Excerpted data:

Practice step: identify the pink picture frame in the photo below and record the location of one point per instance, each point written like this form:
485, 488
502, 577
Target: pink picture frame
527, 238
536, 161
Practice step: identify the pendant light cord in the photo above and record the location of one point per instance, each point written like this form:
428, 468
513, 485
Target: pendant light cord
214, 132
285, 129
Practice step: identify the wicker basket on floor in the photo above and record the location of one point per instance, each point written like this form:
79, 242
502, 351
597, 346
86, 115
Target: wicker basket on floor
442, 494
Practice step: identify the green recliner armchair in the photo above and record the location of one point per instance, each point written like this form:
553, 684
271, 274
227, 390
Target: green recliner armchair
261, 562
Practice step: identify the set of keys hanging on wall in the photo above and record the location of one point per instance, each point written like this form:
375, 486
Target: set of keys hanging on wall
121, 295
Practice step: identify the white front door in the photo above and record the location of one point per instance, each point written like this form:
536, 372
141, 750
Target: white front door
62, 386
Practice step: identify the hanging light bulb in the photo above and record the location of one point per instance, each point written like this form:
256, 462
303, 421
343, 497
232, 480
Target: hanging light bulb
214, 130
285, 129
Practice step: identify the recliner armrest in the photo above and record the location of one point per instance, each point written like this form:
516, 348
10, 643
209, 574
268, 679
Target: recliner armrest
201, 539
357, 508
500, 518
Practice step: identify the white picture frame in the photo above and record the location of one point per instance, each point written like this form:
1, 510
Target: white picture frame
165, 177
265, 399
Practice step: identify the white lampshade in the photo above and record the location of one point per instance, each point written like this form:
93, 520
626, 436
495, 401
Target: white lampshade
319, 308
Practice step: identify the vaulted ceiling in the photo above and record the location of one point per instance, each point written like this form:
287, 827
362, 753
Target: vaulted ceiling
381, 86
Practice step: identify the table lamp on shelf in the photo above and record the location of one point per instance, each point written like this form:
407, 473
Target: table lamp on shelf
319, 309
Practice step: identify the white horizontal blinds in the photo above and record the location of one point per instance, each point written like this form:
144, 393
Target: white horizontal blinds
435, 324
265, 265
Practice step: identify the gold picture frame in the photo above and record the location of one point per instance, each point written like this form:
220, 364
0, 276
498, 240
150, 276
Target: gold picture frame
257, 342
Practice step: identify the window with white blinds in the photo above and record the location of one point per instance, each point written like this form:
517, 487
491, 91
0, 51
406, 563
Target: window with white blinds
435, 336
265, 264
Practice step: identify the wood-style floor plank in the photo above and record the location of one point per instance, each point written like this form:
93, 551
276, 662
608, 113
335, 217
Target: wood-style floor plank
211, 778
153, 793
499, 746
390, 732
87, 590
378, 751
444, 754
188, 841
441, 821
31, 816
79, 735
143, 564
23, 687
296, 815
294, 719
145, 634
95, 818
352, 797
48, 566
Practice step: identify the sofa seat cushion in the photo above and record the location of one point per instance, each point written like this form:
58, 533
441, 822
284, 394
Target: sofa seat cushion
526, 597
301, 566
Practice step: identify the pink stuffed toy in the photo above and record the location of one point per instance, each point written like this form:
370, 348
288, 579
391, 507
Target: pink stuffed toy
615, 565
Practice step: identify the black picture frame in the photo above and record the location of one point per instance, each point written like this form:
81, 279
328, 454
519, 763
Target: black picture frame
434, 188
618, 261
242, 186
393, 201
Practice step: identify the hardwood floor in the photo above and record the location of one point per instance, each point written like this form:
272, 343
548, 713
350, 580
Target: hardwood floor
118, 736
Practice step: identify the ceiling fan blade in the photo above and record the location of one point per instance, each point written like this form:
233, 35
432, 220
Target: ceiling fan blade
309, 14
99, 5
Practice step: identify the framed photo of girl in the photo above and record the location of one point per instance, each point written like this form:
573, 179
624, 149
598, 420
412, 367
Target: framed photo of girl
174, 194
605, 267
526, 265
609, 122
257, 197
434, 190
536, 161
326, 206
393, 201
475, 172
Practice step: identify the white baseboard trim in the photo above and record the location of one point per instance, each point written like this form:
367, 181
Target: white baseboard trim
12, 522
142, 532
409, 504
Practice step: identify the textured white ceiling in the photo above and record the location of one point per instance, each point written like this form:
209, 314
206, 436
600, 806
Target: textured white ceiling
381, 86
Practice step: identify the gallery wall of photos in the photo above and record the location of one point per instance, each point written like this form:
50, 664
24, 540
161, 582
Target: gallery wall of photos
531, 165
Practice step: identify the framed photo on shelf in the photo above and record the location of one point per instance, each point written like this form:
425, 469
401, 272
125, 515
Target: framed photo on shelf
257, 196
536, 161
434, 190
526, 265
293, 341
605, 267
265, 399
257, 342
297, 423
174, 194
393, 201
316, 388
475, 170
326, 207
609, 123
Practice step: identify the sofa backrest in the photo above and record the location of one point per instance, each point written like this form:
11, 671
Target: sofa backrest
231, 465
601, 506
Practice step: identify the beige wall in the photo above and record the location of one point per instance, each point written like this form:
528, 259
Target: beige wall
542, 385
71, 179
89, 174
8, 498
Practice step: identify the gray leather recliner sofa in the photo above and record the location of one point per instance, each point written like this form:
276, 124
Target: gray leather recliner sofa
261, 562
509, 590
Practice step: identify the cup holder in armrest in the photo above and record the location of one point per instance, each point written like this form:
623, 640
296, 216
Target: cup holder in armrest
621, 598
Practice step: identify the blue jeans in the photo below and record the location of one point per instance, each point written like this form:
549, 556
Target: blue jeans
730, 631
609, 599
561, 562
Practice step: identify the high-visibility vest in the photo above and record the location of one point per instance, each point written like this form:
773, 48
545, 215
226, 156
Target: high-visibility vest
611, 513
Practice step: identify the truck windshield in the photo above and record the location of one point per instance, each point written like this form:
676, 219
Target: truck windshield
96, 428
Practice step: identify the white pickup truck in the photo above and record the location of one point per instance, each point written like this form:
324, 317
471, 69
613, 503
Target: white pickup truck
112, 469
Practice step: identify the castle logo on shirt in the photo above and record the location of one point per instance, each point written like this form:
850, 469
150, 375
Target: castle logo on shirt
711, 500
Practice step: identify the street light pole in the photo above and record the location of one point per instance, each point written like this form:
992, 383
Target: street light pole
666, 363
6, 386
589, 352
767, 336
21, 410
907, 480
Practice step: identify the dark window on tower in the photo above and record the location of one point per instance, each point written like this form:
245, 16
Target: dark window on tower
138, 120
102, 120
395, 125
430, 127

Goal:
All of the entries must be written out exactly as they stand.

Exercise output:
Practice step: identify the pink picture frame in the photo below and record the location of one point per instance, each point written like this form:
485, 488
502, 577
Target: pink picture frame
527, 238
536, 161
Practice step: identify the pendant light cord in the photo above and record the location of one point per instance, each point written like this form:
428, 468
513, 485
Target: pendant light cord
214, 132
285, 129
Practice step: identify the wicker basket on floor in the photo above and record the location of one point per instance, each point written like this form:
79, 242
502, 351
597, 346
86, 115
Target: wicker basket on floor
442, 494
Practice step: identify the green recliner armchair in the photo above and record the location of one point per instance, each point written like this form:
553, 684
271, 274
227, 390
Target: green recliner armchair
261, 562
Practice step: identify the set of keys hanging on wall in the photo above and record the location of one point per instance, each point written like this form:
375, 486
Target: set of keys hanging on wall
121, 295
Practice step: identify the white front door in the photo above and record the location of one point per instance, each point written like this form:
536, 372
141, 750
Target: white front door
62, 386
Practice step: identify the hanging light bulb in the photo above and record the location of one point per instance, each point written like this form:
256, 462
303, 421
343, 497
232, 480
Target: hanging light bulb
214, 130
285, 129
Practice step: identify the recliner armrest in the photo above and record the location of one point per instance, each point written like this form:
516, 348
10, 643
209, 574
268, 679
Target: recliner armrest
201, 539
357, 508
500, 518
Practice step: identify the white picture frame in the photo above and record the location of one point per instance, each point written like this form:
1, 510
Target: white picture frame
165, 177
265, 399
Practice step: identify the white lampshade in the photo above and record the location of one point per instance, each point written like this form:
93, 520
626, 436
495, 401
Target: white lampshade
319, 308
Practice step: identify the vaulted ceiling in the photo above and record the location of one point per instance, each point written like this form:
287, 827
362, 753
Target: vaulted ceiling
381, 86
Practice step: identify the table lamp on shelf in the photo above and record the location of one point per instance, each point written like this form:
407, 473
Target: table lamp on shelf
319, 309
Practice step: identify the white horizontal blinds in the photo above and record the location of one point per instance, each point written like this form:
144, 393
Target: white horizontal blinds
435, 324
265, 265
Practice step: identify the gold picture frame in the photo above and record the location of one point per instance, each point written like this form:
220, 364
0, 276
498, 240
150, 276
Target: gold picture frame
257, 342
Practice step: identify the window with white blinds in the photo above and record the location of one point per instance, each point written like this form:
517, 487
491, 91
0, 51
406, 563
Target: window with white blinds
435, 336
265, 264
Practice step: identify the wood-style floor plank in the photo above and record the location of one point per instance, each point written like this form:
93, 551
276, 662
608, 113
335, 217
Target: wood-style floor plank
211, 778
153, 793
499, 746
390, 732
87, 590
378, 751
444, 754
188, 841
441, 821
31, 816
79, 735
143, 564
23, 687
296, 815
294, 719
145, 634
95, 818
352, 797
48, 566
Practice step: identify the sofa seat cushion in the photo above and record the location of one point per instance, each point written like this form:
58, 533
441, 822
284, 394
Target: sofa seat cushion
526, 597
301, 566
Practice step: identify the pink stuffed toy in the photo above and record the location of one point per instance, each point written like this form:
370, 348
288, 579
391, 507
Target: pink stuffed toy
615, 565
Practice step: identify the black picture frame in the photo above and record the location of one point per instance, each point written like this form:
81, 279
328, 454
519, 763
Target: black picture frame
434, 188
618, 261
242, 186
393, 201
Practice step: identify the hardwood floor in the photo above and record the location of one point per instance, each point written like this form:
272, 343
548, 713
350, 580
Target: hardwood floor
118, 736
Practice step: identify the ceiling fan blade in the photo above and record the location of one point per instance, each point written like this form:
233, 35
432, 220
Target: ceiling fan blade
309, 14
99, 5
Practice step: identify the framed photo of girl in the photo above and record the location of one point per instance, each point written like this form:
573, 179
624, 149
598, 420
412, 367
Target: framed photo of girl
174, 194
605, 267
526, 265
609, 122
257, 197
434, 190
536, 161
326, 206
393, 201
475, 172
Practice step: identify the white baseboard trim in the photo above and record the location of one point per instance, each point written like this form:
367, 181
Target: white baseboard trim
12, 522
142, 532
409, 504
Practice step: identify the textured white ceiling in the photo above and record the location of one point per instance, each point written like this form:
209, 314
206, 436
600, 806
Target: textured white ceiling
381, 86
Practice step: identify the gallery wall of photos in the photo above and record the location of one point per instance, each point written like this form:
50, 664
24, 540
161, 582
Target: gallery wall of photos
531, 165
Practice step: identify the framed photo on shelf in the photo above and record the location of one point per instance, each point written like this form:
425, 469
401, 272
125, 515
Target: framed photo on shelf
257, 196
536, 161
434, 190
526, 265
293, 341
605, 267
265, 399
257, 342
297, 423
174, 194
393, 201
316, 388
475, 170
326, 207
609, 123
Practice step: identify the sofa backrest in the photo above and record the location of one point per instance, each point written like this form:
11, 671
Target: sofa backrest
231, 465
601, 506
Practice step: identify the beige wall in the photo above and record the location of one point per instance, each point written like this form:
528, 259
Target: beige wall
542, 385
71, 179
89, 174
8, 498
Practice step: identify the gray leather recliner sofa in the photo above and record the location of one point per instance, each point written like this form:
276, 124
Target: gray leather recliner sofa
261, 562
509, 590
Practice step: identify the cup holder in armrest in the photo above and record the location of one point per instance, each point written like this form:
623, 640
296, 216
Target: cup holder in armrest
621, 598
Practice step: identify the blue jeans in the photo below and record the location of one point per instance, each point written like this form:
549, 556
Target: blue jeans
730, 631
609, 599
561, 562
Practice step: identify the high-visibility vest in the photo above and record the location of one point per instance, each point written like this form:
773, 48
545, 215
226, 156
Target: high-visibility vest
611, 513
Practice step: identify the truck windshield in the photo above and record the location of one point per instance, each point written like this form:
676, 219
Target: truck windshield
96, 428
Practice step: identify the white pickup truck in the photo above and record the location of one point per instance, each point written like this form:
324, 317
471, 69
613, 503
Target: white pickup truck
112, 469
Practice step: identify the castle logo on shirt in the photo above and record the location of one point per instance, each point written like this form:
850, 469
150, 375
Target: castle logo on shirt
711, 500
Practice step: identify the street light pole in the photo above and record the location of one point per instance, each point written like this form:
992, 383
Target: street light pole
666, 363
6, 386
589, 352
767, 336
21, 410
907, 480
Practice step: identify the dark window on tower in the photo above and record the location of one point per instance, each point written like this form:
245, 16
Target: dark window on tower
138, 120
102, 120
395, 125
430, 127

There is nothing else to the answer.